▶ _文書の抜粋_
****

クラシックもポップソングも歌いこなす、自分大好きな歌姫

file.066『ラ・ルーナ』サラ・ブライトマン

 4オクターブもの声域(最高音はF6=hihiF)を持ち、空を飛んだり際どい衣装などで視覚的にも楽しませてくれるサラ・ブライトマンは、ひとつの様式をつくりあげた。「クラシカル・クロスオーバー」とも言われるが、クラシックのエッセンスとポップソングのエッセンスを独自のスタイルで融合させた。

 1960年生まれのサラは、3歳からバレエやクラシック音楽を習い始め、11歳で寄宿制の学校に入学し、ジャズと演技を学んだ。加えて、思春期に聴いた1970年代のブリティッシュ・ロックに大きく影響され、彼女の幅広い音楽的素養は涵養された。

 そういう背景もあって、サラの選曲は、プッチーニやベートーヴェンがあるかと思えば、ビージーズやサイモン&ガーファンクルがあるというように、ジャンルの垣根がない。同じ視線でさまざまな音楽をとらえている。風通しのいい感性だ。

 13歳のとき、ミュージカルで劇場デビューを果たし、21歳で新作ミュージカルの『キャッツ』のジェミマ役を射止めた。その後、『オペラ座の怪人』のクリスティーヌ・ダーエ役で大成功し、その名を世界に知らしめることとなった。

 転機となったのは、フランク・ピーターソンをプロデューサーに迎え、1993年に発表したアルバム『Dive』。深海をテーマにしたアルバムだが、それ以降、テーマ性を際立たせながら、そのテーマに合わせた舞台を演出するなど、「聴かせて見せる」スタイルが顕著になっていく。『Dive』の後『エデン(Eden)』(1998年)、『ラ・ルーナ(La Luna)』(2000年)、『ハレム(Harem)』(2003年)、『神々のシンフォニー(Symphony)』と、テーマ性は一作ごとに進化していった。

 以上の4作はいずれも甲乙つけがたく、私はそれぞれのテーマに合わせたコンサートを見ているが、もっとも贔屓にしているのは月をテーマにした『ラ・ルーナ』である。
 月は日本人にとって風情に富んだものの、西洋人にとってはいささか趣が異なるようだ。不吉なものというイメージさえあるという。

 サラ・ブライトマンのキャラから言えば、むしろ太陽の方が合っていると思うが、そういう人が月を表現するからこそ、ジメジメしていなくていい。健康的でありがなら、妖しさも漂う。

 選曲がユニークだ。エレクトリカルなサウンドで月をイメージさせる「ラ・ルーネ(La Lune)」で幕を開ける。すぐさまボム・ザ・ベースの「ウィンター・イン・ジュライ(Winter in July)」へと続く。この曲はメロディーの魅力もさることながら、ステージではサラが観客に背を向けて両の腕をヒラヒラを揺らせるのが印象的だった。

 4曲目の「フィリオ・ペルドゥート(Figlio Perduto)」は、なんとベートーヴェンの交響曲第7番の第2楽章に詞をつけたもの。ベートーヴェンの曲がこんなにもメランコリックな曲調になるとは驚き。

 8曲目の「ここは素晴らしい場所(How Fair This Place)」はラフマニノフの曲に詞をつけたもの。サラはクラシックを学んでいたころからラフマニノフの曲を愛好していたという。

 15曲目のタイトル・ナンバー「ラ・ルーナ(La Luna)」は、ドヴォルザークの歌劇『ルサルカ』のアリア。エンニオ・モリコーネの「ラ・カリッファ(La Califfa)」とともに、本アルバムの中枢といっていい。

 ポップソングではサイモン&ガーファンクルの「スカボロー・フェア(Scarborough Fair)」、プロコル・ハルムの「青い影(A Winter Shade Of Pale)」、ビージーズの「若葉のころ(First Of May)」が選ばれている。シークレット・トラックとして「ムーン・リヴァー(Moon River)」が収録されているのはご愛嬌。

 クラシックのソプラノ歌手並みの歌唱力と愛嬌ある表現力、そしていくぶん露出狂的なステージ衣装などが相まって、サラ独特の世界を構築している。

 ここまで自分の世界に没頭できれば、あっぱれである。

****

▶ _与えられた指示 1_
文書の抜粋によれば、サラ・ブライトマンが『キャッツ』のジェミマ役を射止めたのは何歳のときですか。
▶ _与えられた指示 2_
次の(a)〜(c)の記述が文書の抜粋の内容と合致するかどうかを、それぞれ「はい」または「いいえ」で答え、判断の決め手となる本文の語句を引用してください。
(a) サラ・ブライトマンは1960年に生まれた。
(b) アルバム『ラ・ルーナ』の4曲目は、ラフマニノフの曲に詞をつけたものである。
(c) アルバム『Dive』は深海をテーマにしている。
この後に続く行は、文書の抜粋とは別個の資料です。

▶ _行一覧_
****

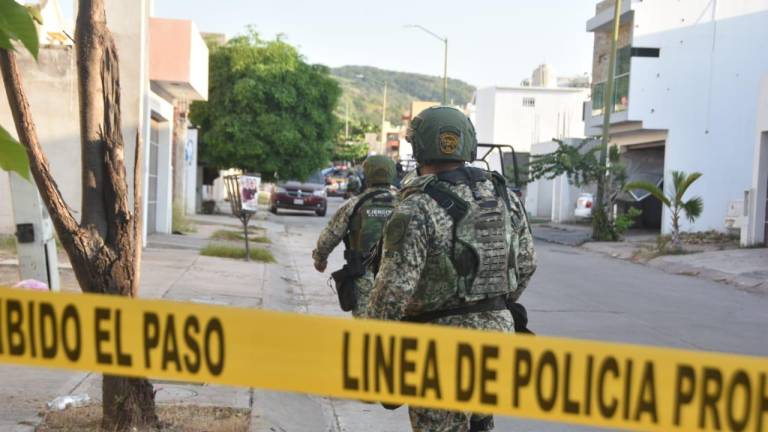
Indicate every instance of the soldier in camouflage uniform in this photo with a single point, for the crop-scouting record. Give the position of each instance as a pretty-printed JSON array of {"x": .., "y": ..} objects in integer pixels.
[
  {"x": 359, "y": 222},
  {"x": 468, "y": 277}
]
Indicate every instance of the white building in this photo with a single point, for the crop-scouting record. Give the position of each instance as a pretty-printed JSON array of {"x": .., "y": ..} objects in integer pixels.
[
  {"x": 553, "y": 199},
  {"x": 523, "y": 116},
  {"x": 147, "y": 98},
  {"x": 692, "y": 83}
]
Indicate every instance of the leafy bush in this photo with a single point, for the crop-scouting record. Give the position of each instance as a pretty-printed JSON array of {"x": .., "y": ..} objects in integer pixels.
[
  {"x": 238, "y": 236},
  {"x": 180, "y": 223},
  {"x": 626, "y": 220},
  {"x": 226, "y": 251}
]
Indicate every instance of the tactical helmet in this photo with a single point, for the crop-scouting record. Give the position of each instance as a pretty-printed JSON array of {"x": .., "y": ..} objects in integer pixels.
[
  {"x": 442, "y": 134},
  {"x": 379, "y": 169}
]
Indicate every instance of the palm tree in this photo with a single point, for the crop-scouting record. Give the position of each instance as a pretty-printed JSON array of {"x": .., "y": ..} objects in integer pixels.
[{"x": 692, "y": 208}]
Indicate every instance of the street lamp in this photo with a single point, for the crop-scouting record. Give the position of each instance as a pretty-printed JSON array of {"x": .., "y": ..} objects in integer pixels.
[
  {"x": 383, "y": 111},
  {"x": 444, "y": 40}
]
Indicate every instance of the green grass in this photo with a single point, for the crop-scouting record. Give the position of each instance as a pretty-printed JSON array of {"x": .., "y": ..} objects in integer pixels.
[
  {"x": 226, "y": 251},
  {"x": 238, "y": 236},
  {"x": 8, "y": 242},
  {"x": 263, "y": 198},
  {"x": 180, "y": 222}
]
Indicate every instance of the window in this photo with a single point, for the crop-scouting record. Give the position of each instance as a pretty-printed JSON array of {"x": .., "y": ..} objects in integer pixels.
[{"x": 620, "y": 84}]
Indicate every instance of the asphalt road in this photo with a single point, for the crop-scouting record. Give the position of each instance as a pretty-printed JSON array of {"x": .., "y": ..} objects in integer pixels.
[{"x": 575, "y": 293}]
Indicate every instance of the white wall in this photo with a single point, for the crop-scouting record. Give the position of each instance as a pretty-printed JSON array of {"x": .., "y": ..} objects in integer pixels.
[
  {"x": 754, "y": 231},
  {"x": 160, "y": 110},
  {"x": 190, "y": 172},
  {"x": 552, "y": 199},
  {"x": 51, "y": 85},
  {"x": 705, "y": 90},
  {"x": 501, "y": 117}
]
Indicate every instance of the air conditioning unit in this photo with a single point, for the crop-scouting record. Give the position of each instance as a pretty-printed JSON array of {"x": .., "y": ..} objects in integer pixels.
[{"x": 735, "y": 218}]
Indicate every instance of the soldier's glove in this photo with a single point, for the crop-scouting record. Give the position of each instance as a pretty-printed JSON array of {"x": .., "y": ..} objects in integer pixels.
[
  {"x": 520, "y": 316},
  {"x": 391, "y": 407},
  {"x": 321, "y": 265}
]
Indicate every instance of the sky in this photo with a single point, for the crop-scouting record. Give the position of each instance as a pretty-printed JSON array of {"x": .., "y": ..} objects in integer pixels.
[{"x": 490, "y": 42}]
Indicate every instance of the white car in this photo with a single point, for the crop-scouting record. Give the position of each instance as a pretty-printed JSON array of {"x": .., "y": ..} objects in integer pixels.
[{"x": 584, "y": 205}]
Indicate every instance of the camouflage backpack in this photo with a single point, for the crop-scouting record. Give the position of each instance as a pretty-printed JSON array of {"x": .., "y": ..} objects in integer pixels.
[
  {"x": 368, "y": 219},
  {"x": 481, "y": 264}
]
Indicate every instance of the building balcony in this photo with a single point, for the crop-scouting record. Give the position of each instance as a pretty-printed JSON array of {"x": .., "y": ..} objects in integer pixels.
[
  {"x": 604, "y": 15},
  {"x": 178, "y": 59}
]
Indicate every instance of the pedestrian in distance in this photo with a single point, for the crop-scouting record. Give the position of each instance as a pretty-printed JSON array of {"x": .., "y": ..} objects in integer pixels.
[
  {"x": 456, "y": 251},
  {"x": 359, "y": 222}
]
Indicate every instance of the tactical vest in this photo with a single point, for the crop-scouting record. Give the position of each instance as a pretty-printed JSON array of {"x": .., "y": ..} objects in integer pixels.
[
  {"x": 482, "y": 262},
  {"x": 368, "y": 219}
]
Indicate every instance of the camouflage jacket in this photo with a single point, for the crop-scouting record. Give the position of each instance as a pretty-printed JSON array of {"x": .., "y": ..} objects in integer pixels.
[
  {"x": 334, "y": 232},
  {"x": 418, "y": 229}
]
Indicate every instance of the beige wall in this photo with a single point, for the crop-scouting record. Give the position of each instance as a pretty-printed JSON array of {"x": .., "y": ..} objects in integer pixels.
[{"x": 51, "y": 85}]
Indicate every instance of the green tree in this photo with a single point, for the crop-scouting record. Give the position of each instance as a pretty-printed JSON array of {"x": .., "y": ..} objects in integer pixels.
[
  {"x": 268, "y": 110},
  {"x": 350, "y": 142},
  {"x": 675, "y": 201},
  {"x": 581, "y": 164},
  {"x": 16, "y": 25}
]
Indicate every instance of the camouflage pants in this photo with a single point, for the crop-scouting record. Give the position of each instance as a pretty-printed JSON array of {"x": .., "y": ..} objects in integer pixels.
[
  {"x": 364, "y": 285},
  {"x": 431, "y": 420},
  {"x": 427, "y": 420}
]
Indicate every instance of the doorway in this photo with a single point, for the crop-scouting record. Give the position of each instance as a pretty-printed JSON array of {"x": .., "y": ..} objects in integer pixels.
[{"x": 154, "y": 152}]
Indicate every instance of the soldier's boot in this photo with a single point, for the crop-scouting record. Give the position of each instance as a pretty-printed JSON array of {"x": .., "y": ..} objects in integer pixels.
[{"x": 481, "y": 424}]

****

▶ _期待される出力 1_
21歳のときです。

▶ _期待される出力 2_
(a) はい。「1960年生まれのサラは」
(b) いいえ。「なんとベートーヴェンの交響曲第7番の第2楽章に詞をつけたもの」
(c) はい。「深海をテーマにしたアルバムだが」